- [OBJECTIVE]: According to the event listings, why is the band Stickers going on hiatus?

- [DOCUMENT PASSAGE]:

-- START --

Stickers, Wimps, VHS, Casual Hex, Stucko, and Toyota
Local band hiatus alert: The cantankerous Stickers are taking a break after six years of tumultuous post-punk ramrodding. Why? Bassist Troy Ayala is moving to New York. But, as singer/saxophonist Gabi Page-Fort put it in an e-mail to me, “Stickers is for life, we’re seeing this hiatus as an opportunity to explore life beyond the sounds we’ve discovered to date, who knows where we’ll go next… So we’ll rest upon velveteen settees and bask until the sun moves us along.” In an act of generosity, Stickers will leave us with an album before they exit. DAVE SEGAL

Porches, Alex G, and Your Friend
Alex G creates songs for solo listening, tastefully crafted bedroom-pop songs that feel specifically tailored to walking around with headphones on and a hoodie up, or staring up at the rotating blades of a ceiling fan and feeling listless. The prolific Philadelphia songwriter sings in a gentle, Elliott Smith–style whisper-sing, with lyrics full of all the good stuff: longing, unrequited love, and complicated feelings. Accompanied by gently unpredictable layered guitar parts, piano melodies, and intimate vocal harmonies that fill up the empty space in my head, these are songs for introspection that reveal more and more layers upon repeat listens. I could hit play on Alex G and stare at the ceiling for hours. ROBIN EDWARDS

SATURDAY
COMMUNITY
Washington State Democratic Caucuses
The caucus system has been criticized for something a lot of people probably love about it: the anachronistically non-anonymous presentation, in which heated discussion with fellow Democrats is not a regrettable byproduct but a perk of participation. This year feels different than past caucus ops, however, in that the two candidates vying for the nomination actually represent radically different approaches to both campaigning and governance, and the impermeable two-way diatribe that masquerades as our conversation about them has left many of us feeling actually undecided. The moral certainty that the Republicans will nominate a dangerous cretin isn't new. What is new is the prospect of Democrats evaluating our own moral certainties—knowing very well what’s at stake. This year's caucuses afford Washington voters a chance to demand answers of one another, and more importantly, to listen to them. Most of all, though, it provides a crystal clear dividing line: If you don’t go, you are hereby forbidden to post another goddamn word about Hillary or Bernie on Facebook. SEAN NELSON

READINGS & TALKS
Tiffany Midge with Chrystos and Storme Webber
Poet Tiffany Midge (Outlaws, Renegades and Saints; Diary of a Mixed-up Halfbreed) will read from her latest collection, The Woman Who Married a Bear. She will be joined by fellow poets Chrystos and Storme Webber.

-- END --

- [DATA SHOWN]:
-- START --

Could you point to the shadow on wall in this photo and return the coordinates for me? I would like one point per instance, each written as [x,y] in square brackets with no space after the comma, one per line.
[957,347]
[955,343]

-- END --

- [RESPONSE FOR THIS EXERCISE]: Bassist Troy Ayala is moving to New York.